▸ **WORK TO BE COMPLETED**
Copy out every one of the entries below word for word, with nothing changed.

▸ **INPUT ROWS**
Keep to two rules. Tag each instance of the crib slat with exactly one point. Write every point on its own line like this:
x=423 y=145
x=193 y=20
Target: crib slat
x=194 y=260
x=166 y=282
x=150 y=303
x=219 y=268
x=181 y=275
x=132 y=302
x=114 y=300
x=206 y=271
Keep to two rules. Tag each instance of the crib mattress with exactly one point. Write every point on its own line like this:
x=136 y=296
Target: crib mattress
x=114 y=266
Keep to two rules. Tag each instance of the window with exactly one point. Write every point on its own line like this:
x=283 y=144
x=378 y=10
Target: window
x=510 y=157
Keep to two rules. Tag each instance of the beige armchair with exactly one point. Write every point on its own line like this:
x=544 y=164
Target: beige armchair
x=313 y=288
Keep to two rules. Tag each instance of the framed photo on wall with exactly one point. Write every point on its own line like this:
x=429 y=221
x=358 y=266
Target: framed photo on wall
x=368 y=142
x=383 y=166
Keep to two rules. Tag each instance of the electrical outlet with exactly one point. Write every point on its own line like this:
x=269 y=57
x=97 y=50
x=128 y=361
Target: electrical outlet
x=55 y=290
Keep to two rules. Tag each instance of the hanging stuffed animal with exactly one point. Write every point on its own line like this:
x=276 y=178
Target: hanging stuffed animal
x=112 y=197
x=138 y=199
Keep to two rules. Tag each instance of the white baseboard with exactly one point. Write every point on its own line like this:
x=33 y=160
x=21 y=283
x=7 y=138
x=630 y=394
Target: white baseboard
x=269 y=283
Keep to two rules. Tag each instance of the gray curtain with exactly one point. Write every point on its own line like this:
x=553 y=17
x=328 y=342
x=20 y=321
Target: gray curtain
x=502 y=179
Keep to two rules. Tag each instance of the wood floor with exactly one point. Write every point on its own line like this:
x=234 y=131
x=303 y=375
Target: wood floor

▸ **RESPONSE FOR THIS EXERCISE**
Keep to two rules. Tag each instance of the crib slat with exactly one point. Write every point on its own line like this:
x=423 y=145
x=193 y=20
Target: crib slat
x=194 y=260
x=166 y=282
x=150 y=303
x=219 y=268
x=181 y=275
x=132 y=302
x=114 y=300
x=206 y=271
Keep to two rules. Tag each instance of the crib mattress with exactly one point. Write every point on its own line like this:
x=136 y=296
Target: crib mattress
x=114 y=266
Keep to two rules. Tag each instance of the window with exactly one point. Write every point on its own line like this:
x=283 y=144
x=378 y=10
Target: window
x=510 y=157
Keep to two rules. Tag each instance of the beige armchair with exactly one point. Write every point on its own line like this:
x=544 y=164
Target: beige armchair
x=313 y=288
Keep to two rules. Tag each instance of the framed photo on wall with exactly one point. Write every point on its own line like this:
x=429 y=221
x=358 y=266
Target: framed photo on wall
x=368 y=142
x=383 y=166
Keep to two rules. Tag each instance of the electrical outlet with exactly one point. Write every point on its own line like this:
x=269 y=57
x=97 y=50
x=128 y=361
Target: electrical outlet
x=55 y=290
Keep to two rules. Tag each instance of the hanging stuffed animal with exactly one point. Write every point on its own line like this:
x=276 y=178
Target: hanging stuffed animal
x=112 y=197
x=138 y=199
Keep to two rules. Tag each instance of the white baseboard with exactly one point. Write every point on its own line like this:
x=33 y=160
x=21 y=283
x=7 y=138
x=630 y=394
Target: white baseboard
x=269 y=283
Keep to two rules. Tag each instance of the gray curtain with exactly one point. Write every point on its own line like this:
x=553 y=17
x=328 y=342
x=20 y=321
Target: gray curtain
x=502 y=179
Keep to two rules. Tag each instance of the wood floor with exactly one point. Write every point on its own line like this:
x=234 y=131
x=303 y=375
Target: wood floor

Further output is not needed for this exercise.